Text passage =
I went to 4 places today, first was napa, which was closed. It seems like our napa is closed 24 hours a day here because I haven't seen them open at all in the last month :rolleyes:. I got their hours and I'm hoping to go get the filter tomorrow. Second was autozone which has the Rotella T6 that I bought; but not my oil filter. Wally world didn't have the filter and neither did advanced auto parts. Napa here I come...please be open.

cuong-nutz
June 9th, 2011, 11:33 PM
Try Pepboys. I picked up a small stock there.

Live2ride
June 10th, 2011, 06:46 AM
Try Pepboys. I picked up a small stock there.

It's official, not a single store within at least 40 miles has the right oil filter(literally). I don't think there's a pepboys within 1.5 hours from my house so that's out of the question.

reaubideux
June 10th, 2011, 08:09 AM
Do you have O'Reilly Auto Parts stores in your area (http://www.oreillyauto.com/site/fi/storelocator.oap)? In St. Louis, that's the only place locally that has the Wix filters and even then it seems like only 1 location in the area actually stocks them. I'm just lucky that the 1 location is only 6 miles from my office so I can run out at lunch and pick them up; I just always get a couple each time I go since I've been changing the oil so frequently.

We even have Napa stores here but they don't carry the rebranded Wix filters at all, just there cheaper version.

I just did my 4th oil change at 1500 miles, next one @ 2000 will be to the Rotella T6 and then I'll be on the normal oil-change schedule per my MOM.

reabo
July 9th, 2012, 02:16 AM
Preforming my first oil change. I looked at the guide and it says i need 10w40 oil.

I want to use fully Synthetic as its suppose to be best. What i wondering is whats a good brand to use, also how much would i expect to pay for it? I dont want to be ripped of thats all. Im in the uk btw.

I also bought a K&N 401n air filter

cuz
July 9th, 2012, 04:44 AM
The bike love's some Shell Rotella T Synthetic SAE 5W-40 fully synthetic

http://www.walmart.com/ip/Shell-Rotella-Synthetic-5W-40-Motor-Oil-1-Gal/14958681

You mean oil filter 401:thumbup:


http://www.ninjette.org/forums/showthread.php?t=10780


Good luck hope some UK peeps check in :cool:

EsrTek
July 9th, 2012, 04:49 AM
Shell Rotella T6 Synthetic here also, really good oil to choose.

Data in this exercise =
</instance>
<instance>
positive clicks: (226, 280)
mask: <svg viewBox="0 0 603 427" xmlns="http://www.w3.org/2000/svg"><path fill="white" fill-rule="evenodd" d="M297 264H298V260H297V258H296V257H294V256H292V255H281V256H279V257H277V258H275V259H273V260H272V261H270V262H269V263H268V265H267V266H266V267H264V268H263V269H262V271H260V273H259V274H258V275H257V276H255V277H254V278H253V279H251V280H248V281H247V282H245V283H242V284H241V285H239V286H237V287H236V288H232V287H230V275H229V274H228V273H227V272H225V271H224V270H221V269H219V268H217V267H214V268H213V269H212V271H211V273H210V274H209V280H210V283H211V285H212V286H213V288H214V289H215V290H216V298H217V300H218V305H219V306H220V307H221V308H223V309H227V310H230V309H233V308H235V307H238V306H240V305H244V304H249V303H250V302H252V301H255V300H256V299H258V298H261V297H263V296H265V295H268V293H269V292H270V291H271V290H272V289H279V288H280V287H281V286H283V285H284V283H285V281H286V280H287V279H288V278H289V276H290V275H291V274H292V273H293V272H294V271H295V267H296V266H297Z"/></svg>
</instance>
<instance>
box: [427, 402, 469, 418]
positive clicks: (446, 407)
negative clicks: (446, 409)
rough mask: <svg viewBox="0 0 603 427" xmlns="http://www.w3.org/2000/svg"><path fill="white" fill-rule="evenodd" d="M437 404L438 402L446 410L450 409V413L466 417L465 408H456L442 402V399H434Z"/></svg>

Questions =
[A] Please sum up the oil-change forum thread in two sentences.
[B] In the listing, swap "positive clicks" for "foreground clicks" and write it out again, changing nothing else.

Solutions to each task =
[A] A poster checked four stores (Napa, which was closed; AutoZone, which had the Rotella T6 oil but not the filter; Wally World; and Advanced Auto Parts) and found that no store within at least 40 miles had the right oil filter, while others suggested Pepboys and O'Reilly Auto Parts. Later, a first-time oil changer in the UK asked for a good fully synthetic brand, and replies recommended Shell Rotella T Synthetic 5W-40.

[B]
</instance>
<instance>
foreground clicks: (226, 280)
mask: <svg viewBox="0 0 603 427" xmlns="http://www.w3.org/2000/svg"><path fill="white" fill-rule="evenodd" d="M297 264H298V260H297V258H296V257H294V256H292V255H281V256H279V257H277V258H275V259H273V260H272V261H270V262H269V263H268V265H267V266H266V267H264V268H263V269H262V271H260V273H259V274H258V275H257V276H255V277H254V278H253V279H251V280H248V281H247V282H245V283H242V284H241V285H239V286H237V287H236V288H232V287H230V275H229V274H228V273H227V272H225V271H224V270H221V269H219V268H217V267H214V268H213V269H212V271H211V273H210V274H209V280H210V283H211V285H212V286H213V288H214V289H215V290H216V298H217V300H218V305H219V306H220V307H221V308H223V309H227V310H230V309H233V308H235V307H238V306H240V305H244V304H249V303H250V302H252V301H255V300H256V299H258V298H261V297H263V296H265V295H268V293H269V292H270V291H271V290H272V289H279V288H280V287H281V286H283V285H284V283H285V281H286V280H287V279H288V278H289V276H290V275H291V274H292V273H293V272H294V271H295V267H296V266H297Z"/></svg>
</instance>
<instance>
box: [427, 402, 469, 418]
foreground clicks: (446, 407)
negative clicks: (446, 409)
rough mask: <svg viewBox="0 0 603 427" xmlns="http://www.w3.org/2000/svg"><path fill="white" fill-rule="evenodd" d="M437 404L438 402L446 410L450 409V413L466 417L465 408H456L442 402V399H434Z"/></svg>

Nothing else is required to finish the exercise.